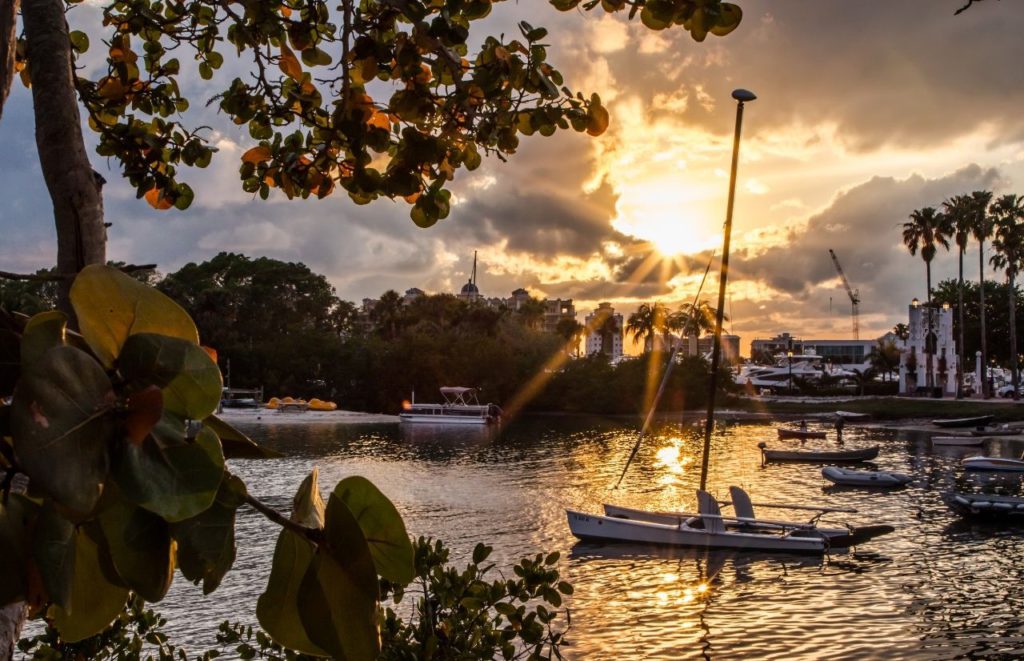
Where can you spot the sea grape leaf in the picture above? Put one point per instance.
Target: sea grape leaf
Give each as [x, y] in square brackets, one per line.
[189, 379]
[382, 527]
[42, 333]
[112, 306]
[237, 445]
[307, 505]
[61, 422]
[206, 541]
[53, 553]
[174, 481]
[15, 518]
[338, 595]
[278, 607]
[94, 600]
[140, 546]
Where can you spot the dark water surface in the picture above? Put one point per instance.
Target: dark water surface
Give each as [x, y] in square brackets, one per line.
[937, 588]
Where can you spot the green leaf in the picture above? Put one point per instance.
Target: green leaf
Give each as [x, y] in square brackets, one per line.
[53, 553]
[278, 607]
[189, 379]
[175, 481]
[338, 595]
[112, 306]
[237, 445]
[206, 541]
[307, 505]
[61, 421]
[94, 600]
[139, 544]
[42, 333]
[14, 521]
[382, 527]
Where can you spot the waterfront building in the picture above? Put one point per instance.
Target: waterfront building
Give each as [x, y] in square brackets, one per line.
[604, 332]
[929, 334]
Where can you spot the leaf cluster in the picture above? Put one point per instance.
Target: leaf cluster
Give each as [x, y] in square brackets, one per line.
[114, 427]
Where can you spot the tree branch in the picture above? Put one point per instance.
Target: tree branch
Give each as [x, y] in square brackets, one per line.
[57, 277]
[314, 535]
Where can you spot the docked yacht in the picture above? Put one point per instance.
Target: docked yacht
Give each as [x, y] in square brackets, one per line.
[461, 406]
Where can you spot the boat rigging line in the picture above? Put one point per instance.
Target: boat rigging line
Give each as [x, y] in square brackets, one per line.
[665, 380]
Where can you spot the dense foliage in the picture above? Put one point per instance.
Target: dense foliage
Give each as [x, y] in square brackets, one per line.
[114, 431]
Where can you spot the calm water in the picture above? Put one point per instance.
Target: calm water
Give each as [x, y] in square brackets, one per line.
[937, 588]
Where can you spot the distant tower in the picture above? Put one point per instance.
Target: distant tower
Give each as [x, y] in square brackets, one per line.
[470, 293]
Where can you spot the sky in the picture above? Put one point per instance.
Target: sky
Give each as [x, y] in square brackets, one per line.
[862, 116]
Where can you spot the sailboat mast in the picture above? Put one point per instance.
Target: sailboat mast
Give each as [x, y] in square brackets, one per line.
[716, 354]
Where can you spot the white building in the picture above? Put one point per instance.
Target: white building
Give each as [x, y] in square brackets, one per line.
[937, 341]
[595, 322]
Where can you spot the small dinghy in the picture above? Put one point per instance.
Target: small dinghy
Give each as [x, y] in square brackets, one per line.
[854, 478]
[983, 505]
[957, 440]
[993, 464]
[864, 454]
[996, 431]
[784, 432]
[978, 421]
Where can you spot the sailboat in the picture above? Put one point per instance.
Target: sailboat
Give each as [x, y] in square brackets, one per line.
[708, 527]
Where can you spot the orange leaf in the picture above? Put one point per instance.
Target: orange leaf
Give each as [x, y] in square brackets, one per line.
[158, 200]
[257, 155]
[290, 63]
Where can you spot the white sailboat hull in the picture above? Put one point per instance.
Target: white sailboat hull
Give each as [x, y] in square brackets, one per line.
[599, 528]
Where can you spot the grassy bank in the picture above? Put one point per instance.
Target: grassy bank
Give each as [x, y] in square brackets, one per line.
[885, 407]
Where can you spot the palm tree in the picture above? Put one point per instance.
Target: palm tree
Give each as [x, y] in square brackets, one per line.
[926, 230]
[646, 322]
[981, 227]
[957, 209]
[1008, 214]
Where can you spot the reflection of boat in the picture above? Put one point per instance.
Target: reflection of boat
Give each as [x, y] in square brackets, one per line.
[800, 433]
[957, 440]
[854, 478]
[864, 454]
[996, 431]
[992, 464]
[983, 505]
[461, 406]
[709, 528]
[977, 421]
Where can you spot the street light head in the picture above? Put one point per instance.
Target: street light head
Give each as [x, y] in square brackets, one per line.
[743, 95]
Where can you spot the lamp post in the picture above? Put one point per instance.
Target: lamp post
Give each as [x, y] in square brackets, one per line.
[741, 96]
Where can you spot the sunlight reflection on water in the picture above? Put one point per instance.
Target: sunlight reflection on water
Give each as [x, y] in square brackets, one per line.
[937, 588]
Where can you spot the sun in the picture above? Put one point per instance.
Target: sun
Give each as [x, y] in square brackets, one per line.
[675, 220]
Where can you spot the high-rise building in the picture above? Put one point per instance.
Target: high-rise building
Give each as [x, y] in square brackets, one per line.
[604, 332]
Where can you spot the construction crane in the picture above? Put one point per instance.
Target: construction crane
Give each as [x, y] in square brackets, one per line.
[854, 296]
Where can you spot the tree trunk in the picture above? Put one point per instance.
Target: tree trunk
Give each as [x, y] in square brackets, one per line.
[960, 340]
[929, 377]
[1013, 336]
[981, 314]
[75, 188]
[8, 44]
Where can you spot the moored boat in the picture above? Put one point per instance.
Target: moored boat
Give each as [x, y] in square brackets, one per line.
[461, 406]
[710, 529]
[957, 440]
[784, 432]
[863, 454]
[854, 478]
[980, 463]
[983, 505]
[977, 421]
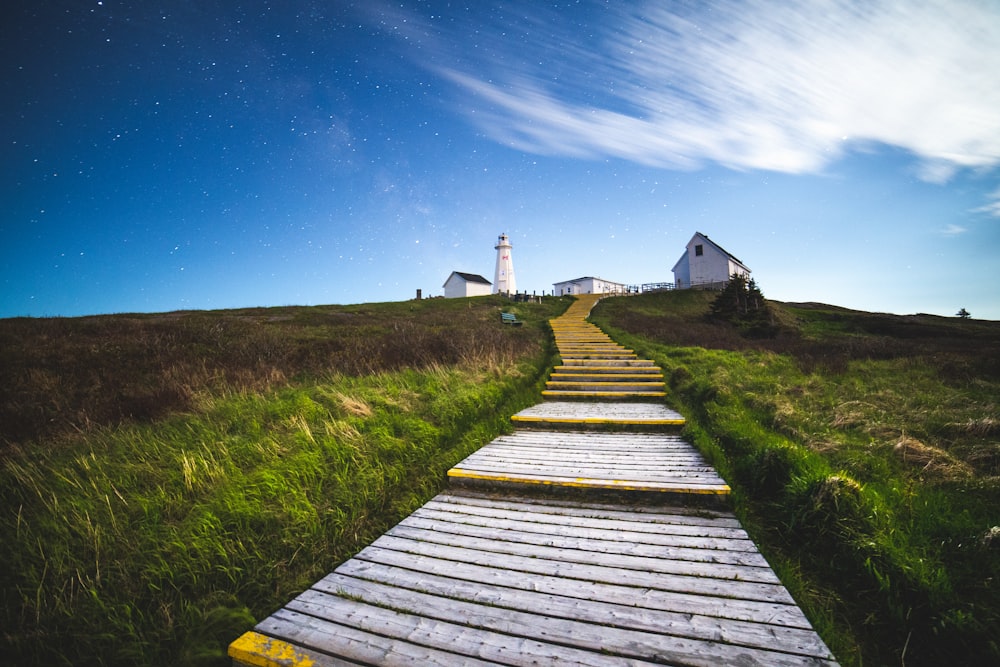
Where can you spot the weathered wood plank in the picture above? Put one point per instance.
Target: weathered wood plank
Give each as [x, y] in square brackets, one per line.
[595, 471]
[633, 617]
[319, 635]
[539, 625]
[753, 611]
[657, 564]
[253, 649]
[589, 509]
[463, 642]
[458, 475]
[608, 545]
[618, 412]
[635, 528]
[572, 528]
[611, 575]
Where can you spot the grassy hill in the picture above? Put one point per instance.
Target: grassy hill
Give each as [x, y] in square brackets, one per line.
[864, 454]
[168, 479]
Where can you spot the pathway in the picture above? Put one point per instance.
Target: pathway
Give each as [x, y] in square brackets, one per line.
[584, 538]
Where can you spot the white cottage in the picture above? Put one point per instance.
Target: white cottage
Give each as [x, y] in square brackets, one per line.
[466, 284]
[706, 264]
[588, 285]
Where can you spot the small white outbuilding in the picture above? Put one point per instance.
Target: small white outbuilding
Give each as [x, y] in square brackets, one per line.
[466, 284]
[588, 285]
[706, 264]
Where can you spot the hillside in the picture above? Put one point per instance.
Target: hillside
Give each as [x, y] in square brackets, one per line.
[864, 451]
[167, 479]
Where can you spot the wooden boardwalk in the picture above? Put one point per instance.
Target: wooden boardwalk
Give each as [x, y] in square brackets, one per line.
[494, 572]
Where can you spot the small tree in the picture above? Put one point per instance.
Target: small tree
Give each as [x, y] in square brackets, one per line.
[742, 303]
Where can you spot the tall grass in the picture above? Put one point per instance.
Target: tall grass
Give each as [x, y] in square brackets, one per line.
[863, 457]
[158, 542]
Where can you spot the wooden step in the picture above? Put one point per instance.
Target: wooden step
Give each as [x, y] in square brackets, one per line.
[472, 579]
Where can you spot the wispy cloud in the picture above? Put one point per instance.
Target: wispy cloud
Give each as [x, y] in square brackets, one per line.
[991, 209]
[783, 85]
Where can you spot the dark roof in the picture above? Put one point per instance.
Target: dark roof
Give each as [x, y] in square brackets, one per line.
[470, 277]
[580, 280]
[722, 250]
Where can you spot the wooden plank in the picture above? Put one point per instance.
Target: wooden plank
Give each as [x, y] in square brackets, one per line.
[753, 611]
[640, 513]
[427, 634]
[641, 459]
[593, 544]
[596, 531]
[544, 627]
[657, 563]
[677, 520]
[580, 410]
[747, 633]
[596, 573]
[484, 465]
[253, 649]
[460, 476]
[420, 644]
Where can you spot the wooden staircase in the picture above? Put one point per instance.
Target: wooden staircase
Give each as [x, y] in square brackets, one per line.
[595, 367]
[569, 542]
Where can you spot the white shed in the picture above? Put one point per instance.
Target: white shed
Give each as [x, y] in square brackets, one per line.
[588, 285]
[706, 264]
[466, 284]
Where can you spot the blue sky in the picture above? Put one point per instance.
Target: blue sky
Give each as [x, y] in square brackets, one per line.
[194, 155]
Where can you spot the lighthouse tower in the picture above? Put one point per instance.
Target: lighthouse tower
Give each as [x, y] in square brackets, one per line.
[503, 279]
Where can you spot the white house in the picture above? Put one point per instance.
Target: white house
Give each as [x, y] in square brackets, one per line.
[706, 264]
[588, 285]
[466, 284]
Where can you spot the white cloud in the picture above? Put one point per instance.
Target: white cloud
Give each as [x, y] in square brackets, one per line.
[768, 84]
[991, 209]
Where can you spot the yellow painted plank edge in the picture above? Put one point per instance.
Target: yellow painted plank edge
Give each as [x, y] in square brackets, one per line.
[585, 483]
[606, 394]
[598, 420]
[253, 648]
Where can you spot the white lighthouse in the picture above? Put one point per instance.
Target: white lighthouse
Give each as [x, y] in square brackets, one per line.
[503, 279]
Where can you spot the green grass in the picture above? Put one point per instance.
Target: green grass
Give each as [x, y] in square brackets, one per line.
################
• [What you will do]
Exactly as written, give again every line from the one containing "Where can you spot the white shed" through the last line of the material above, and no other lines.

• [The answer]
Where can you spot the white shed in the picture above? Put one point per instance.
Target: white shed
Give each as [x, y] in square brackets, one per line.
[588, 285]
[706, 264]
[466, 284]
Where can you spot the blue sky in the picture above? Put one point per instance.
Target: blue sky
Give each as [x, y] in square brackets, one per line.
[194, 155]
Where can you spot the lighthouse tower in the picture above? Put one point per instance.
Target: lighthouse tower
Give each as [x, y] in square brackets, one per line.
[503, 279]
Where can you spot the white house in the picture above? Put one point per instance.
Target: white house
Give each as [x, y] in square brackets, one per line.
[706, 264]
[588, 285]
[466, 284]
Where can you spot the white cloud in the picture above? Put one point per instance.
Target: white cloud
Give each as [x, y] in square brackets, one per line.
[768, 84]
[991, 209]
Where can you spot the yellow painted plank edge in the picture above? Put one point per instance.
Target: yellow painted plank edge
Give each as [x, y] in square brackets, one per line.
[585, 483]
[606, 394]
[598, 420]
[253, 648]
Where can you spot the white lighthouse in the picture above? Put one point per instance.
Target: white lighthouse
Give each as [x, y] in square brackets, one per line.
[503, 279]
Where can you spot the green grass in the picture above? Put one point per instance.
Target: green grass
Give each as [x, y] in square brackets, one per line.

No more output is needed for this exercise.